** Start of Reading passage **

The role of freight in a future bill is front and center


Various transportation interests met on Capitol Hill this week for a two-day hearing hosted by the House Transportation and Infrastructure Committee’s Subcommittee on Highways and Transit, which focused on pending surface transportation reauthorization.

According to Committee officials, the objective of the hearing was “to seek suggestions from the transportation community on how to streamline and consolidate programs, cut red tape to speed up the infrastructure approval process, and create jobs through wise investment of limited resources.”

This hearing comes on the heels of Congress passing a multiple-month extension in March to keep SAFETEA-LU funding at its current levels through September 30, the end of the fiscal year.

The role freight and goods movement must play in a future reauthorization was made clear by various industry concerns that offered up testimony at the hearing.

This was made particularly clear by the testimony of Mortimer L. Downey, Chairman, Coalition for America’s Gateways and Trade Corridors, Senior Advisor, Parsons Brinckerhoff, and Former U.S. Deputy Secretary of Transportation.

** End of Reading passage **

__The problem__
Copy out the part of the freight article from "This hearing comes" up to and including "Secretary of Transportation.", word for word.

** Start of Record list **

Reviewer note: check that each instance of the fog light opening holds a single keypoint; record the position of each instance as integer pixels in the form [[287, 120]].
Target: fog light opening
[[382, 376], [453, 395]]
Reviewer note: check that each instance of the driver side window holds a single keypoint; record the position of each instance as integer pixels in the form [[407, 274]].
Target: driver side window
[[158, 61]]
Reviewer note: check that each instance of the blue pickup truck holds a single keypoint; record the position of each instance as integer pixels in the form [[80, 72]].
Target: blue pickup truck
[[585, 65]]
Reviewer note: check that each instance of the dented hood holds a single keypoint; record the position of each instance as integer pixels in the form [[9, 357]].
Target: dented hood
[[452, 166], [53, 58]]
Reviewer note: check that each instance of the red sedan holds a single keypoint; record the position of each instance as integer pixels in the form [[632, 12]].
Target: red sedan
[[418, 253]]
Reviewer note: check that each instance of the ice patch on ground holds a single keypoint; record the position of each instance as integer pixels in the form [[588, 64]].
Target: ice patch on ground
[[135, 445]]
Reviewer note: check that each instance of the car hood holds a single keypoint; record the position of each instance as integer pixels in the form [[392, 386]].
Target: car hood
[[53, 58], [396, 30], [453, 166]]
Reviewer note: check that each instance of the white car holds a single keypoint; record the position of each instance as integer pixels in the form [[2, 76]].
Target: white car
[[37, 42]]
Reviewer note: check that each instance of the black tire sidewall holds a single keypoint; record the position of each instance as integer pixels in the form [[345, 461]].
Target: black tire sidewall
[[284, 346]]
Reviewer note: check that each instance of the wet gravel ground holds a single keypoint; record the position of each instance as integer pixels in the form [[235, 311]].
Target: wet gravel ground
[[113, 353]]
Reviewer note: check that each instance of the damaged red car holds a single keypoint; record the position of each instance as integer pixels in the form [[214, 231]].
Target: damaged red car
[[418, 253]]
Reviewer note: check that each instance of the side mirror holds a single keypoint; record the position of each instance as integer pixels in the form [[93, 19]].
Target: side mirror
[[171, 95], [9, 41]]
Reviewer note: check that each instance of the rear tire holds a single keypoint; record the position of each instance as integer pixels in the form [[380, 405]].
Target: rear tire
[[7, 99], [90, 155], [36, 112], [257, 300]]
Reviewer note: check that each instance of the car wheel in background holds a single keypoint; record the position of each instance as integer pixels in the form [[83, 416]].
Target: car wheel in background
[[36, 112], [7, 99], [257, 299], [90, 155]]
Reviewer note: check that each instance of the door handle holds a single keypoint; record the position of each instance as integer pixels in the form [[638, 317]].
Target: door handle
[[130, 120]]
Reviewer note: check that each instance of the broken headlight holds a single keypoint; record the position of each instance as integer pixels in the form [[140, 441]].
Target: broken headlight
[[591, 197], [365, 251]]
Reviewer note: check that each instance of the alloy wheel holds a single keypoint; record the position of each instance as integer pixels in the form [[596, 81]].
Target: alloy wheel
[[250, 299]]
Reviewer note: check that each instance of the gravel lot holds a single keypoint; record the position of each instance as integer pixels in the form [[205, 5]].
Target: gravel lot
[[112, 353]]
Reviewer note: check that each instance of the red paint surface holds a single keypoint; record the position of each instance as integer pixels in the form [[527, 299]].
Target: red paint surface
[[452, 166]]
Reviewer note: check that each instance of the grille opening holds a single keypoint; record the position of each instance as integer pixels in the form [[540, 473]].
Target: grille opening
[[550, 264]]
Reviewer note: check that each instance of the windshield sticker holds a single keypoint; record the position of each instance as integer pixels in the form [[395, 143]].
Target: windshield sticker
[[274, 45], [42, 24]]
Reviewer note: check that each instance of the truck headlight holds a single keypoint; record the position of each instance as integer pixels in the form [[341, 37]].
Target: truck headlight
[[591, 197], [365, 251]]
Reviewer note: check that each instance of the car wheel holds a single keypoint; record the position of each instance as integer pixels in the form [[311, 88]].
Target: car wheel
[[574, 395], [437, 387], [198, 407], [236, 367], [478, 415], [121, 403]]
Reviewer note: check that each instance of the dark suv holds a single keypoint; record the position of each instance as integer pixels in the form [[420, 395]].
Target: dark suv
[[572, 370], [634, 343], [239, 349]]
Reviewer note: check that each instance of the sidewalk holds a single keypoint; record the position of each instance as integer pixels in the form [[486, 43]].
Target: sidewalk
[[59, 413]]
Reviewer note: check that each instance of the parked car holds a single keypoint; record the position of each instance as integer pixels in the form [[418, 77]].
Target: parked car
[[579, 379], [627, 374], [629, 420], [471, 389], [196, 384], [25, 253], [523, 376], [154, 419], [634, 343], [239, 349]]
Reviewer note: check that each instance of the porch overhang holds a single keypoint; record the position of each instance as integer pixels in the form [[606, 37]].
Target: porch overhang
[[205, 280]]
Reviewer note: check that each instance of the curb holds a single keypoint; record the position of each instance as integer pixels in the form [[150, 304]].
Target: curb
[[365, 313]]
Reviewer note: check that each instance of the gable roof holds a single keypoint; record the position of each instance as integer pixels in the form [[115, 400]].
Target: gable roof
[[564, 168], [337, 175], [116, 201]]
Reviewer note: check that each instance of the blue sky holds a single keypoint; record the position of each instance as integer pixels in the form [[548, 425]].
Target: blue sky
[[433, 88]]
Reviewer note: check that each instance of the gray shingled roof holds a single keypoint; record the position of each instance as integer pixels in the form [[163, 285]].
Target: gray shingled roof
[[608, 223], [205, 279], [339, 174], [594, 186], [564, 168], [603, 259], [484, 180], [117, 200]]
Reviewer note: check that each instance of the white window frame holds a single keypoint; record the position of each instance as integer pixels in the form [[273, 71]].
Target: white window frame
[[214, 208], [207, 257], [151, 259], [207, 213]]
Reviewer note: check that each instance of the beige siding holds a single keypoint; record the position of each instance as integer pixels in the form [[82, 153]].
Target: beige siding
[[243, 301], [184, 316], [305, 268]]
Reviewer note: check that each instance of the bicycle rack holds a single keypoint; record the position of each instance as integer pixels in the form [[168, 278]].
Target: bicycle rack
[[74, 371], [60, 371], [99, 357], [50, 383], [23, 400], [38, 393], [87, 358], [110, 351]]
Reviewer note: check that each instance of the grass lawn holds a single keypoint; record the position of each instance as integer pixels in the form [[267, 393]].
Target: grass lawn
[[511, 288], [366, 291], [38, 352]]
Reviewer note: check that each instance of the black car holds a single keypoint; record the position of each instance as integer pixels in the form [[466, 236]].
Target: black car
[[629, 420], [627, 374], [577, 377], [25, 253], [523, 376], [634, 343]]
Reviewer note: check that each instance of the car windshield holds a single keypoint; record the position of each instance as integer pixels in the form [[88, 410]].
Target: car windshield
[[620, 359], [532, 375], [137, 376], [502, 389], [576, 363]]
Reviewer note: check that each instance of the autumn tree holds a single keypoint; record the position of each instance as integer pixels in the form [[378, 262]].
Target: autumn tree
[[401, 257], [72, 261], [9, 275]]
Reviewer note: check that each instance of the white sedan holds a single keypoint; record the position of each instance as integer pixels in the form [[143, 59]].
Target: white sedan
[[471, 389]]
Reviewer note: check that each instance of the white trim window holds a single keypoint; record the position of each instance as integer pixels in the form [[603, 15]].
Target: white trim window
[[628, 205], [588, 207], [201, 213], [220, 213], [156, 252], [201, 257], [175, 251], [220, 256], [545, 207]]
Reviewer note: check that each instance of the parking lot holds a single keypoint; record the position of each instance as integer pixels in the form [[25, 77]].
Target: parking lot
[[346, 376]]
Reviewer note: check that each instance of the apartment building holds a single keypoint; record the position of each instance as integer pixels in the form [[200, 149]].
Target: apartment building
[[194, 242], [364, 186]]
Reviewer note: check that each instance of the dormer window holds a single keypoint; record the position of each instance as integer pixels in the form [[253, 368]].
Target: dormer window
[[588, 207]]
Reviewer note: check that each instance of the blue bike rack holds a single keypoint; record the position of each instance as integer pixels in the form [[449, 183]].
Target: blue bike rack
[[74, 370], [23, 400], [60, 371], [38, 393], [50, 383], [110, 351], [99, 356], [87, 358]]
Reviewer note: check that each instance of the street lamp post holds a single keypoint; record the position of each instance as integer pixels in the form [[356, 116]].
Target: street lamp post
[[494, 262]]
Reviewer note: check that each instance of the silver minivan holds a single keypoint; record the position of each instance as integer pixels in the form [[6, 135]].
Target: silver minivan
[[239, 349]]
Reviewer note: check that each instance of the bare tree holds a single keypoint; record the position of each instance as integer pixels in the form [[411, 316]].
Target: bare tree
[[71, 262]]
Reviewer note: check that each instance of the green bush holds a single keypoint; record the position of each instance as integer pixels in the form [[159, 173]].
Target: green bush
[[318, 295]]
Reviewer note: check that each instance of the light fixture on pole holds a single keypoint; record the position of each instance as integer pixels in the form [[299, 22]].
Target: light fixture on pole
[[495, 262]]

** End of Record list **

__Written response__
This hearing comes on the heels of Congress passing a multiple-month extension in March to keep SAFETEA-LU funding at its current levels through September 30, the end of the fiscal year.

The role freight and goods movement must play in a future reauthorization was made clear by various industry concerns that offered up testimony at the hearing.

This was made particularly clear by the testimony of Mortimer L. Downey, Chairman, Coalition for America’s Gateways and Trade Corridors, Senior Advisor, Parsons Brinckerhoff, and Former U.S. Deputy Secretary of Transportation.